[Collected data]
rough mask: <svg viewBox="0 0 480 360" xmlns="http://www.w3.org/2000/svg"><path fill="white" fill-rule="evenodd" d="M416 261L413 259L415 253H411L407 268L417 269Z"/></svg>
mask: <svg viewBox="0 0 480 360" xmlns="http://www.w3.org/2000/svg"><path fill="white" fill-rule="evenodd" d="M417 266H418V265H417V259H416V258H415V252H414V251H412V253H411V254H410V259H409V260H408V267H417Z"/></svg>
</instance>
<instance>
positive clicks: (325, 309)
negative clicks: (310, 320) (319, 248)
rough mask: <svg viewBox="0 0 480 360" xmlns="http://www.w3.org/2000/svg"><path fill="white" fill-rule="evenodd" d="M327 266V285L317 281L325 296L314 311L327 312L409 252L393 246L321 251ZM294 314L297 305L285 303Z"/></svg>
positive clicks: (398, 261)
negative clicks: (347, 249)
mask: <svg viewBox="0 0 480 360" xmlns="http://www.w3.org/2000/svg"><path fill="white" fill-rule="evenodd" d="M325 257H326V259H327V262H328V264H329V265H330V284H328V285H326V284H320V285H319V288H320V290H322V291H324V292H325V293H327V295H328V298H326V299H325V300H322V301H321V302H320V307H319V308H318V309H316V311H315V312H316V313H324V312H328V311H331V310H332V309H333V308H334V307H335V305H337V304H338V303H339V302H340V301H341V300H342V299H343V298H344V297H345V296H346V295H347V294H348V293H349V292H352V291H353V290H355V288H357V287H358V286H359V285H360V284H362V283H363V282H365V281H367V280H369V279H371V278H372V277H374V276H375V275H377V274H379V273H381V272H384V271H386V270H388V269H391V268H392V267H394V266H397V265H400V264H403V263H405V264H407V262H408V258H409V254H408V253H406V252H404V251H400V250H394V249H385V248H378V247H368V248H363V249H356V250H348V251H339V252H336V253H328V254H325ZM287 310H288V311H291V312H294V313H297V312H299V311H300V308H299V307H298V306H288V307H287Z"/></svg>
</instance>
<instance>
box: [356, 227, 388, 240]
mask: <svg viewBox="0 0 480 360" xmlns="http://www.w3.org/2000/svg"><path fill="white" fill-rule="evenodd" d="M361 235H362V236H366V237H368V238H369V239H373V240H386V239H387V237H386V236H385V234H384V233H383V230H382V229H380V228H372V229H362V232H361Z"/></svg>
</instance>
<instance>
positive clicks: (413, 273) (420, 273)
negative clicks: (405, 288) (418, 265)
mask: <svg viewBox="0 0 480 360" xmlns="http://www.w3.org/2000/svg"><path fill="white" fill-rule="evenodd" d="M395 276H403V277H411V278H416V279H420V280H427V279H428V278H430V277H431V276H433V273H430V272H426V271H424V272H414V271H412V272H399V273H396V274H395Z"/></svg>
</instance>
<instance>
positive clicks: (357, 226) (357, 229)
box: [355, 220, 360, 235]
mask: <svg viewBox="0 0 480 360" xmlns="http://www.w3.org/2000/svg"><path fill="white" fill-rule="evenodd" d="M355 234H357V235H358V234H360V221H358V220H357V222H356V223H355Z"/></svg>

▶ _TASK DETAILS_
Retype all of the entries exactly, please.

▶ _RESPONSE_
rough mask: <svg viewBox="0 0 480 360" xmlns="http://www.w3.org/2000/svg"><path fill="white" fill-rule="evenodd" d="M416 261L413 259L415 253H411L407 268L417 269Z"/></svg>
mask: <svg viewBox="0 0 480 360" xmlns="http://www.w3.org/2000/svg"><path fill="white" fill-rule="evenodd" d="M417 266H418V265H417V259H416V258H415V252H414V251H412V253H411V254H410V259H409V260H408V267H417Z"/></svg>
</instance>
<instance>
positive clicks: (325, 309)
negative clicks: (310, 320) (319, 248)
rough mask: <svg viewBox="0 0 480 360" xmlns="http://www.w3.org/2000/svg"><path fill="white" fill-rule="evenodd" d="M327 266V285L317 281L325 296L314 311L327 312L409 252L393 246L321 251ZM294 314L297 305L285 303Z"/></svg>
positive clicks: (398, 261)
negative clicks: (347, 249)
mask: <svg viewBox="0 0 480 360" xmlns="http://www.w3.org/2000/svg"><path fill="white" fill-rule="evenodd" d="M325 257H326V259H327V262H328V264H329V265H330V284H328V285H326V284H320V285H319V288H320V290H322V291H324V292H325V293H327V295H328V298H326V299H325V300H322V301H321V302H320V307H319V308H318V309H316V311H315V312H316V313H324V312H328V311H331V310H332V309H333V308H334V307H335V305H337V304H338V303H339V302H340V301H341V300H342V299H343V298H344V297H345V296H346V295H347V294H348V293H349V292H352V291H353V290H355V288H357V287H358V286H359V285H360V284H362V283H363V282H365V281H367V280H369V279H371V278H372V277H374V276H375V275H377V274H379V273H381V272H384V271H386V270H388V269H391V268H392V267H394V266H397V265H400V264H403V263H405V264H407V262H408V258H409V254H408V253H406V252H404V251H400V250H394V249H385V248H378V247H368V248H363V249H356V250H348V251H339V252H336V253H328V254H325ZM287 310H288V311H291V312H294V313H297V312H299V311H300V308H299V307H298V306H288V307H287Z"/></svg>
</instance>
<instance>
box: [356, 227, 388, 240]
mask: <svg viewBox="0 0 480 360" xmlns="http://www.w3.org/2000/svg"><path fill="white" fill-rule="evenodd" d="M361 235H362V236H366V237H368V238H369V239H373V240H386V239H387V237H386V236H385V234H384V233H383V230H382V229H380V228H372V229H362V232H361Z"/></svg>
</instance>
<instance>
positive clicks: (413, 273) (420, 273)
negative clicks: (405, 288) (418, 265)
mask: <svg viewBox="0 0 480 360" xmlns="http://www.w3.org/2000/svg"><path fill="white" fill-rule="evenodd" d="M395 276H403V277H411V278H416V279H420V280H427V279H428V278H430V277H431V276H433V273H430V272H426V271H424V272H414V271H412V272H399V273H396V274H395Z"/></svg>
</instance>
<instance>
positive clicks: (357, 226) (357, 229)
box: [355, 220, 360, 235]
mask: <svg viewBox="0 0 480 360" xmlns="http://www.w3.org/2000/svg"><path fill="white" fill-rule="evenodd" d="M355 234H357V235H358V234H360V221H358V220H357V222H356V223H355Z"/></svg>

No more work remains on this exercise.